# PROVIDED TEXT:
Content starts
MathSmith: Towards Extremely Hard Mathematical Reasoning by Forging Synthetic Problems with a Reinforced Policy

Imagine you are trying to teach a brilliant student (a Large Language Model, or LLM) how to become a grandmaster at math.

Currently, the student is good at solving textbook problems, but they hit a wall when faced with truly difficult, Olympiad-level challenges. Why? Because the "textbooks" we have are full of easy and medium problems. There just aren't enough super-hard practice questions available to train them.

Existing methods try to fix this by taking an easy problem and "remixing" it—changing the numbers or the wording. But this is like taking a simple recipe for toast, adding a little extra butter, and calling it a gourmet meal. It's not actually new, and the student eventually memorizes the pattern rather than learning to think deeply.

Enter MathSmith. Think of MathSmith not as a remix artist, but as a Master Blacksmith.

The Blacksmith's Forge: How MathSmith Works

Instead of recycling old problems, MathSmith builds new, incredibly tough problems from scratch using a three-step process:

1. Gathering Raw Materials (The Concept Mine)

Most methods start with a finished problem. MathSmith starts with raw materials. It digs into a massive encyclopedia of advanced math (PlanetMath) and pulls out pure, abstract concepts like "Hermitian inner products" or "Lattices with operators."
Content ends
# AVAILABLE DATA:
Content starts
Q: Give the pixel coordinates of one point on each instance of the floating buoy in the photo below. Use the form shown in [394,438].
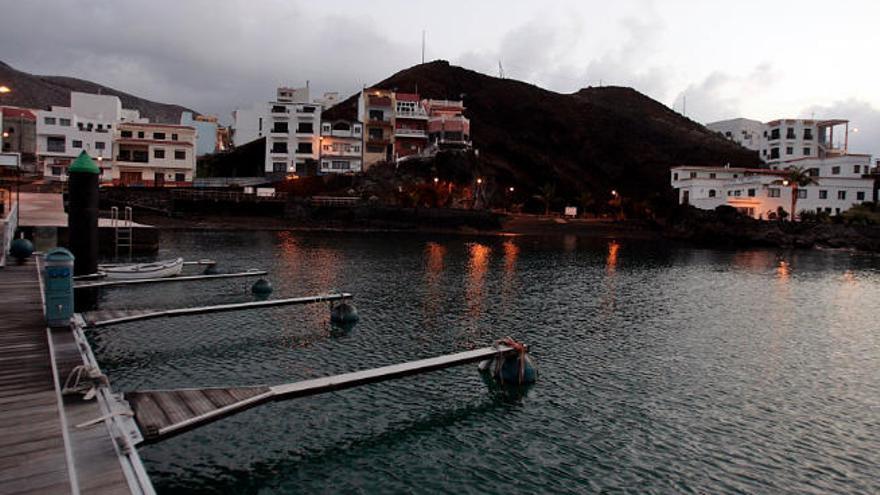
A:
Content ends
# WHAT IS NEEDED:
Please reproduce the MathSmith overview above in full, word for word.

# RESPONSE BELOW:
MathSmith: Towards Extremely Hard Mathematical Reasoning by Forging Synthetic Problems with a Reinforced Policy

Imagine you are trying to teach a brilliant student (a Large Language Model, or LLM) how to become a grandmaster at math.

Currently, the student is good at solving textbook problems, but they hit a wall when faced with truly difficult, Olympiad-level challenges. Why? Because the "textbooks" we have are full of easy and medium problems. There just aren't enough super-hard practice questions available to train them.

Existing methods try to fix this by taking an easy problem and "remixing" it—changing the numbers or the wording. But this is like taking a simple recipe for toast, adding a little extra butter, and calling it a gourmet meal. It's not actually new, and the student eventually memorizes the pattern rather than learning to think deeply.

Enter MathSmith. Think of MathSmith not as a remix artist, but as a Master Blacksmith.

The Blacksmith's Forge: How MathSmith Works

Instead of recycling old problems, MathSmith builds new, incredibly tough problems from scratch using a three-step process:

1. Gathering Raw Materials (The Concept Mine)

Most methods start with a finished problem. MathSmith starts with raw materials. It digs into a massive encyclopedia of advanced math (PlanetMath) and pulls out pure, abstract concepts like "Hermitian inner products" or "Lattices with operators."